WORK TASK: Exact transcription of the following records is needed, with every picture dropped.

DATA FOR THIS EXERCISE:
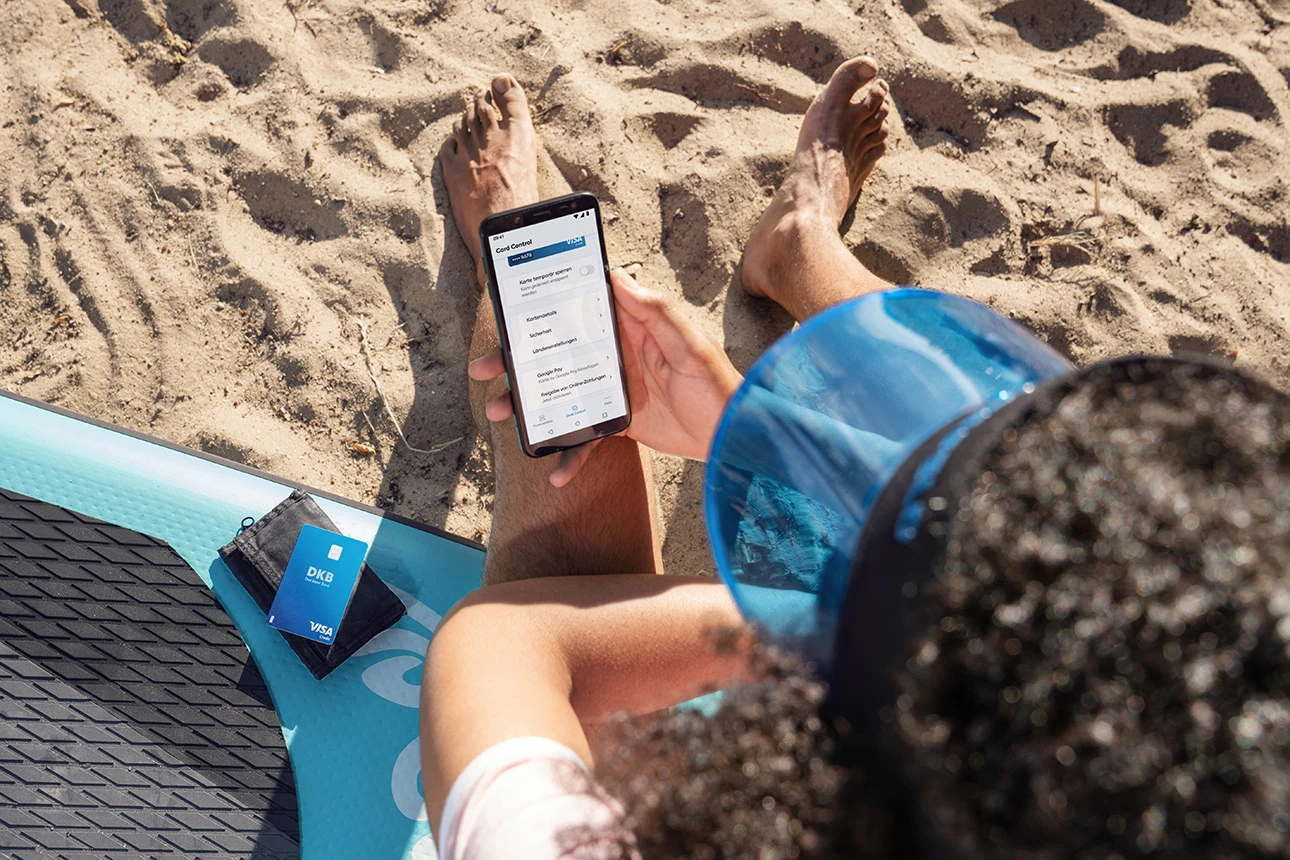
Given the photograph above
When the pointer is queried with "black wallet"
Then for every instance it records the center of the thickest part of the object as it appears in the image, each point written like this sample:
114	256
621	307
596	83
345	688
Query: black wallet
258	558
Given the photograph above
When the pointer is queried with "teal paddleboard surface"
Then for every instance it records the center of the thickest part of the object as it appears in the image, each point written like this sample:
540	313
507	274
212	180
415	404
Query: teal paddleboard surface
351	736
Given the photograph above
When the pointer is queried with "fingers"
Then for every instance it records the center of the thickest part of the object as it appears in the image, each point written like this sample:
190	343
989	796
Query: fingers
499	409
490	366
486	366
572	460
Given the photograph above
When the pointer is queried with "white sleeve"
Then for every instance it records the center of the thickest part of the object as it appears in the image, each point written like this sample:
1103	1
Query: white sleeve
533	798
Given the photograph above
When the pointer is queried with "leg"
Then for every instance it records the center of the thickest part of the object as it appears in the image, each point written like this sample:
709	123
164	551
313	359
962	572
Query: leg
795	254
604	521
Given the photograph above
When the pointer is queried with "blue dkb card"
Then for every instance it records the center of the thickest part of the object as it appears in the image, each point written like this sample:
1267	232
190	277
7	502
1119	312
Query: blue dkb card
319	582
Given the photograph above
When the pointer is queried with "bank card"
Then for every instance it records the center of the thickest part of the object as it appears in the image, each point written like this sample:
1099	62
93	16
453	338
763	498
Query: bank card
319	582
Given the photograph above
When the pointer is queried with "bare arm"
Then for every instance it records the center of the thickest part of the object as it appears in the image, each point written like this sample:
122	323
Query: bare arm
545	656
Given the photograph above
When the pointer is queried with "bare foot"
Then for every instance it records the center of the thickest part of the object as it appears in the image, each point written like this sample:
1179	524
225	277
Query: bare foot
490	160
837	147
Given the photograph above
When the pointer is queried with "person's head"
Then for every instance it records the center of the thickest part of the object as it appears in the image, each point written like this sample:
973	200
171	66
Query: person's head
1107	672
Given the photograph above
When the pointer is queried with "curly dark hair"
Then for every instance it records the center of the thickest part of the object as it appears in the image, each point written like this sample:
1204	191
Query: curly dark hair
763	778
1110	676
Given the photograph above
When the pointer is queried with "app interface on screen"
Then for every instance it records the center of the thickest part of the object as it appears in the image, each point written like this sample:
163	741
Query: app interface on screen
556	310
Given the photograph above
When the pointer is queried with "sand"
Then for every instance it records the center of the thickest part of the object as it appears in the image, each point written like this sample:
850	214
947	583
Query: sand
204	201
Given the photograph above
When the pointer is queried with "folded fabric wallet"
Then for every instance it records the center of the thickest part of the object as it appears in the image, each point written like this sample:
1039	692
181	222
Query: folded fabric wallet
258	558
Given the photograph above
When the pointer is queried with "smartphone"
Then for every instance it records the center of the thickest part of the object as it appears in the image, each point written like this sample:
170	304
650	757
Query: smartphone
548	277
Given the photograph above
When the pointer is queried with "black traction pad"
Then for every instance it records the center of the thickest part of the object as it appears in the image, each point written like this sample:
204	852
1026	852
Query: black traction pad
132	718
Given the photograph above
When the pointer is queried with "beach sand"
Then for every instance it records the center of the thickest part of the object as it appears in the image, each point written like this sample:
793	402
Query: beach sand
204	203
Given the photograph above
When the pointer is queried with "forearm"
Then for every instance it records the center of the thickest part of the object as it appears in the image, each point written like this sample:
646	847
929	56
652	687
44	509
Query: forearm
545	656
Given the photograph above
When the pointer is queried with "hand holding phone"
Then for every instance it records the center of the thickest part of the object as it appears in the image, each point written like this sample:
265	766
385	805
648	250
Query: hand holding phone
679	378
548	279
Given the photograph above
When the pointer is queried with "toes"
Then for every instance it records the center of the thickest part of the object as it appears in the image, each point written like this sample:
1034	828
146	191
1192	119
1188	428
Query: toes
875	102
871	123
461	134
449	148
484	111
471	119
510	99
848	79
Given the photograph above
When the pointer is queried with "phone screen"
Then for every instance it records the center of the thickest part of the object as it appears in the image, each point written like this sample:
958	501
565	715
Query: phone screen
555	303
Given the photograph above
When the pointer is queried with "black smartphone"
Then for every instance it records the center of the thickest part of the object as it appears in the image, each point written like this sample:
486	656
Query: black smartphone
548	277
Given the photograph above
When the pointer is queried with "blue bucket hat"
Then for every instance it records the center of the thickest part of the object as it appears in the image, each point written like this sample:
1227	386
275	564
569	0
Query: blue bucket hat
821	426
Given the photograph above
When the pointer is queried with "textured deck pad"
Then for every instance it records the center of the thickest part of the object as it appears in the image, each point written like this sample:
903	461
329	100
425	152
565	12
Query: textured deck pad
132	717
351	738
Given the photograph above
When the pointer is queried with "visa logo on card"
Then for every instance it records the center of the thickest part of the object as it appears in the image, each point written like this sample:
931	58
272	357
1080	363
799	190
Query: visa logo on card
319	582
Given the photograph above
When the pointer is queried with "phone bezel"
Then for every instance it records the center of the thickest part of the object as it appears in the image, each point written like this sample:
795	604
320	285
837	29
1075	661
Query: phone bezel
526	217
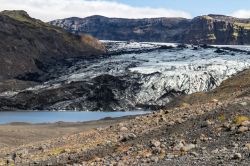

WORKED SOLUTION:
Given the photograph above
When the pointer is queried with "black wallet"
Then for every instance it records the center of the thickest part of the object as it appears in the image, each point written like this sample:
114	256
621	307
596	83
345	688
Query: black wallet
258	558
Given the photograph above
When the pointer is queried with "teal paddleboard surface"
Then for every instance it records the center of the thickest part of the object as it appears in the image, each point written like this sample:
540	313
507	274
212	180
415	404
Query: teal paddleboard surface
351	736
Given the photograph above
When the pointer is queried with "fingers"
Then for every instance it records the center of the thickest part of the object as it appears in the image, each point written like this sample:
190	343
989	796
Query: fingers
499	409
490	366
486	366
572	460
Given the photograph above
When the pointer is queried with "white sleeve"
Then for every instance it records the center of the thickest part of the object as it appears in the image, each point written like this sample:
1103	1
Query: white sleeve
533	798
Given the photograph above
When the pointer is queried with "leg"
Then for every instance it records the center of the thickest part of the object as it appears in the image, each point written like this sample:
709	123
164	551
313	359
962	572
Query: leg
795	254
604	521
Given the photograph above
When the pointer is queried with "blue dkb card"
Then for every instance it records the center of the thickest part of the object as it appears in the image, each point written like this sample:
1267	232
190	277
7	502
1119	312
Query: blue dkb card
319	582
Given the photograph above
When the pointer is queried with "bank card"
Then for every instance it records the center of the thickest part of the object as it appears in the image, each point written like this sample:
1099	62
93	16
453	338
763	498
Query: bank card
319	582
Given the photograph above
When the pointer is queried with "bare arm"
Then for every instance it records the center of the thickest part of the object as it appears in the image, each point written like this sample:
122	323
Query: bare arm
545	656
Given the photograph above
When the pointer is queried with "bare foot"
Then for every instance it records the center of the thickest part of the object as it appears in the image, each point written like this sample:
1179	524
225	277
Query: bare foot
490	160
837	147
Given the photograph above
When the pointer is queried with "person's head"
Then for every instance it records the center of the thickest part of the object as it appears in the image, each point written like this sample:
973	200
171	66
Query: person's head
1107	672
Given the photograph above
When the pointer is queried with "curly dark hair"
Then for every instance it records the center of the thickest part of the object as it appears in the image, each point written like this sample:
1204	191
Query: curly dark hair
763	778
1110	676
Given the photograph above
When the pointer is queried with "app interface on screen"
Then for every instance it records the center of the thickest part of the object as it appears in the image, each point written like this sample:
163	741
Query: app interface on screen
556	310
Given the photograph above
When the pointer is queried with "sand"
Then for every instance it records the center of the thickest part of the object as it appears in the image, each point written like this sample:
850	214
947	583
Query: sand
204	201
Given the photograph above
When the pointer is queried with "folded fabric wallet"
Then for every instance it records the center of the thickest part of the object as it appears in the image, each point written like this sample:
1039	692
181	222
Query: folded fabric wallet
258	558
Given the photograph above
When the pointer is queried with "smartphone"
Then for every instance it records the center of the thickest part of the object as it appears in the image, each point written like this sample:
170	304
650	757
Query: smartphone
548	277
Given the photograph above
When the pointer is queried with "black traction pad"
Then for every instance it records the center of the thickest part of the object as it appears in the image, each point written like this sample:
204	852
1026	852
Query: black traction pad
132	718
Given the photograph above
When the pointer is queried with "beach sand"
Then for every instance it records the center of the thickest part of the object as it appears in the image, each point written like this sample:
793	402
Query: beach sand
204	203
Given the photograph above
When the pointer is queried with "forearm"
Then for every instance it records the center of the thickest part of the object as it appears in the image, each point written like this sample:
646	847
929	56
652	687
44	509
Query: forearm
545	656
Given the photograph above
When the pointer is queried with "hand holding phone"
Then for every instance it records the center of the thickest part of the object as it appears in the image, each point written like this sample:
265	766
385	805
648	250
Query: hand holding phone
679	378
548	279
Given the photograph above
When the pointer is queried with "toes"
Then for every instance it records the center of the thickest part of the object as it appears in the image, each point written like this sample:
1034	828
146	191
1192	119
1188	428
Query: toes
875	102
871	123
461	134
449	148
484	111
471	119
510	99
848	79
Given the photograph above
When the pointer is queried with "phone screen"
Then for every instance it records the center of the thickest part of the object as it appears in the image, each point written like this sample:
958	501
565	715
Query: phone screen
555	303
Given the photograph above
When the pointer is queried with "black smartphone"
Then for every instance it records the center of the thickest part of the object as it appears in the image, each point written like this sample:
486	656
Query: black smartphone
548	277
Given the photograph above
When the pointer is queried with "blue bucket hat"
Then for every instance it records the center of the thickest part of the object as it appears in the image, each point written like this sample:
1227	386
275	564
569	0
Query: blue bucket hat
821	426
Given the photograph above
When the pointer is queried with "textured deck pad"
Then for every instance it records the center of the thickest part of the object as it appears in the image, each point written like this sample:
903	461
329	100
425	152
565	12
Query: textured deck pad
132	717
351	738
Given the photograph above
When the pointer is queried with "visa logo on card"
Then for every instance it records the center of the thickest part of the object as it appears in the image, each point written like this sample:
931	58
272	357
1080	363
799	190
Query: visa logo on card
319	582
Given the photograph above
When the pointer is queried with "phone bezel"
Then for every instance it records the center of the thickest part of the object as it appears in the image, each point written like this sample:
795	604
320	285
837	29
1075	661
Query: phone bezel
526	217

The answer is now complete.